## Written task
Print each of the following lines verbatim, in the order given.

## Supplied data
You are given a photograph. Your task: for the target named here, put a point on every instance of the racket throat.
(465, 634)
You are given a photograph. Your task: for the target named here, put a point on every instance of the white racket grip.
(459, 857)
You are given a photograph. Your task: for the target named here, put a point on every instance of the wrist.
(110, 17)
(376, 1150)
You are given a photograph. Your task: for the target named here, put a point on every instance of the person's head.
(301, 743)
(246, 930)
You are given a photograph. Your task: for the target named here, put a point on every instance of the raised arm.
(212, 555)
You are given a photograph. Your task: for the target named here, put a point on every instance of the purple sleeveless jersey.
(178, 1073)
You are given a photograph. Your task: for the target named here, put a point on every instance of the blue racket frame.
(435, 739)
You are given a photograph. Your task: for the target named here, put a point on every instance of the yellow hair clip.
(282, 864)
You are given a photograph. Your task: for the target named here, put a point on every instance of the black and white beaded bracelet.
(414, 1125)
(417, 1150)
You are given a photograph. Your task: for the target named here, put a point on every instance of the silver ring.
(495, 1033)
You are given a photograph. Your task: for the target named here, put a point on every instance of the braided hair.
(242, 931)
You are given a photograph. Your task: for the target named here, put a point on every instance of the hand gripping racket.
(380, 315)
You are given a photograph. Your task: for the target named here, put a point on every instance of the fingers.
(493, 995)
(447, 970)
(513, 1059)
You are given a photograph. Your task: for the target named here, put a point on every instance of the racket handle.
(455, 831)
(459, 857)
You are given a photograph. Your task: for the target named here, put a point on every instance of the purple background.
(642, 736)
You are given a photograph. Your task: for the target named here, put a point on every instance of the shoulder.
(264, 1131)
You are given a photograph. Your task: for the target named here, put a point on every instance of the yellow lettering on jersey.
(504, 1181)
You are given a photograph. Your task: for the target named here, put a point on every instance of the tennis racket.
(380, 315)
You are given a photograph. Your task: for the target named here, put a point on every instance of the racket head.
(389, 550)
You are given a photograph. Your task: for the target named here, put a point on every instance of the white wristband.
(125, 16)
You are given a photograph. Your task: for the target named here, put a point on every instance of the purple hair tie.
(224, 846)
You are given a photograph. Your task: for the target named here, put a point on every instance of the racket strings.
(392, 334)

## The solution
You are given a photograph. Your task: for the target named here, put a point on every instance of the racket throat.
(465, 634)
You are given a photograph. Your task: for the target named here, put a point on every instance of the white racket grip.
(459, 857)
You are given a photograph. Your task: for the target named here, put a point on every instance of the wrist.
(110, 17)
(376, 1150)
You are given a photograph. Your task: for the target named here, put a point on every instance of the person's head.
(301, 743)
(246, 930)
You are given a photograph. Your task: for the target named here, put a point on every instance of the raised arm.
(212, 555)
You are given a photograph. Your task: for the target named here, put a point on every instance of the purple sleeveless jersey.
(178, 1073)
You are given a photograph. Your task: for the target named here, put a point on every instance of the blue racket frame.
(435, 739)
You are given a photograph. Your task: for the target named here, put a point on every instance of the yellow hair clip.
(282, 864)
You are given a photograph. Your task: for the target named here, put a point on every instance of the black and white beaded bracelet.
(414, 1125)
(417, 1150)
You are given a photograph. Your task: for the target named here, put a point on every instance of the silver ring.
(495, 1033)
You are given a photograph. Your task: for the target named here, put a point on every instance of the braided hair.
(242, 931)
You are given a photograph. Your task: for the target named here, put a point on every instance of the hand gripping racket.
(380, 315)
You are given a photograph. Your task: for the target named here, put a point on every instance of the fingers.
(493, 995)
(447, 970)
(513, 1059)
You are given a photograph. Your task: for the target named here, put a point on every instance of the racket handle.
(455, 831)
(459, 857)
You are given a photograph. Your task: for the target named here, put a point on every instance of the purple background.
(642, 736)
You are given a photograph. Your task: for the target named here, put a point on every instance of the shoulder.
(264, 1131)
You are given a photograph. Your task: for the target named here, put a point on every instance of the yellow lettering on jersey.
(504, 1181)
You are given a photograph. Your task: for the target named here, put a point on every instance of the tennis racket.
(380, 315)
You are given a photograph. Your task: for the target named here, put a point on every instance of the racket head.
(389, 550)
You are given a photograph. Your task: for the target named here, put a point on every instance of the white wristband.
(125, 16)
You are given a photograph. Your task: for the target named here, put a point on every instance of the purple hair tie.
(224, 846)
You are given a photograph. Your task: for the target named here, put a point on every instance of the racket strings.
(392, 334)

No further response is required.